APPLY WHAT YOU READ
1 - In the health care reform brief, which court case is cited for the rule that Congress may attach conditions on the receipt of federal funds?
2 - Write the next part of the health care reform brief, picking up after its last sentence and keeping its style and argument.

The plaintiffs claim that the ACA "greatly alters the federal-State relationship, to the detriment of the Plaintiff States, with respect to Medicaid programs, their insurance regulatory role, and healthcare coverage generally."  Amended Complaint ¶ 42.  As a threshold matter, the federal reform act does not ignore or denigrate the important partnership role played by the States in protecting the health and security of their citizens; to the contrary, the Act capitalizes upon much of the innovation and good policy that has been modeled by State and local government. 

In addition, the plaintiffs' claim that the Act's Medicaid-related provisions are unconstitutional under the Ninth and Tenth Amendments, e.g. Am. Compl. ¶¶ 83-86, is fundamentally flawed by the fact that States continue to have the option to opt out of Medicaid and the federal government's various Medicaid requirements altogether.  The plaintiffs acknowledge that they do not want to end their participation in the federal-State Medicaid program, because to do so "would desert millions of their residents, leaving them without access to the healthcare services they have depended on for decades under Medicaid."  Am. Compl. ¶ 66.  This is absolutely true-residents in Amici State Legislators states have come to appreciate and rely upon Medicaid.  But the Constitution allows the federal government to structure or condition federal funds and programs in a certain way, allowing States to choose whether to participate and accept those conditions, or not.  It is well-established that "Congress may attach conditions on the receipt of federal funds."  South Dakota v. Dole, 483 U.S. 203, 206 (1987).  The plaintiffs' Medicaid and other federalism claims appear to seek a judicial "do-over" on the Act, trying to get this Court to craft a health care reform bill that is more to the plaintiffs' liking.  That is an effort that belongs in the political arena, not the courts.  State leaders must now choose whether to comply with the new Medicaid requirements, or opt out of the program altogether. 

Similarly, the plaintiffs allege that the Act's establishment of insurance exchanges and other insurance regulatory mechanisms violates the Ninth and Tenth Amendments.  Am. Compl. ¶ 88.  Specifically, the plaintiffs claim that State authority over insurance regulation is displaced because, "[i]f a State does not satisfy federal requirements to progress toward creation of an intrastate insurance exchange between now and the end of 2010, or chooses not to operate an exchange, the federal government (or its contractor) will establish and administer an intrastate exchange within that State."  Am. Compl. ¶ 44.

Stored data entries
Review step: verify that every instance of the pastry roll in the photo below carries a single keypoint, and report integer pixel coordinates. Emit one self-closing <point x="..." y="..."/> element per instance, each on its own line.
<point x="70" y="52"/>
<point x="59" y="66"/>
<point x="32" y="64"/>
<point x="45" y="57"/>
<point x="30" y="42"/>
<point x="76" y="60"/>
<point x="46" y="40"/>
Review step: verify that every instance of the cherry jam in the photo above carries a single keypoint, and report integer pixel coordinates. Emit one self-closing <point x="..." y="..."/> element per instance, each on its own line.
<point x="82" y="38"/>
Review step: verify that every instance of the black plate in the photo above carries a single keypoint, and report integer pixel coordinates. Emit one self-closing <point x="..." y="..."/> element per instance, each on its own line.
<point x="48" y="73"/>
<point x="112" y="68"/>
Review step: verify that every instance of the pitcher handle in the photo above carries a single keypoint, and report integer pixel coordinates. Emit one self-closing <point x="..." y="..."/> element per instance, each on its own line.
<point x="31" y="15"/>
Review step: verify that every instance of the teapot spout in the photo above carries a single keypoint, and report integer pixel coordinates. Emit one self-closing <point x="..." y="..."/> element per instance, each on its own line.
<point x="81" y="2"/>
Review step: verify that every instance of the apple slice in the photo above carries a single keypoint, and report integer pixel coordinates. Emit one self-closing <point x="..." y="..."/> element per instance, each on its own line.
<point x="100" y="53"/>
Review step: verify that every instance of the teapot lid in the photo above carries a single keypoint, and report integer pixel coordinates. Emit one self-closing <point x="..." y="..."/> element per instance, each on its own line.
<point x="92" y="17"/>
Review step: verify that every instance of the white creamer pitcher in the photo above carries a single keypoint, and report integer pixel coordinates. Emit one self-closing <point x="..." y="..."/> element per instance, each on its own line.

OUTPUTS IN ORDER
1 - South Dakota v. Dole, 483 U.S. 203, 206 (1987).

2 -
The Constitution's federalism provisions sanction rather than prohibit placing these questions of political leadership and priorities to State officials and the residents they serve.  The people's representatives in Congress and President Barack Obama, supported by Amici State Legislators, have passed a health care reform law that expands coverage, cuts costs, ensures health insurance security for millions of Americans, and sets up a federal-State partnership that sets a minimum national floor of coverage and protection while allowing States significant options-including whether to continue in the Medicaid program, whether and in what manner a state insurance exchange should be established, and even whether to seek a waiver from the federal program and try to build a better health reform system.  As Justice O'Connor explained in New York v. United States, where Congress encourages State regulation or activity but does not expressly compel it, "state governments remain responsive to the local electorate's preferences; state officials remain accountable to the people."  505 U.S. 144, 168 (1992).  The plaintiffs should not be allowed to avoid political accountability to their constituents by asking the Court to do what they can't-or won't-do through the legislative and political processes.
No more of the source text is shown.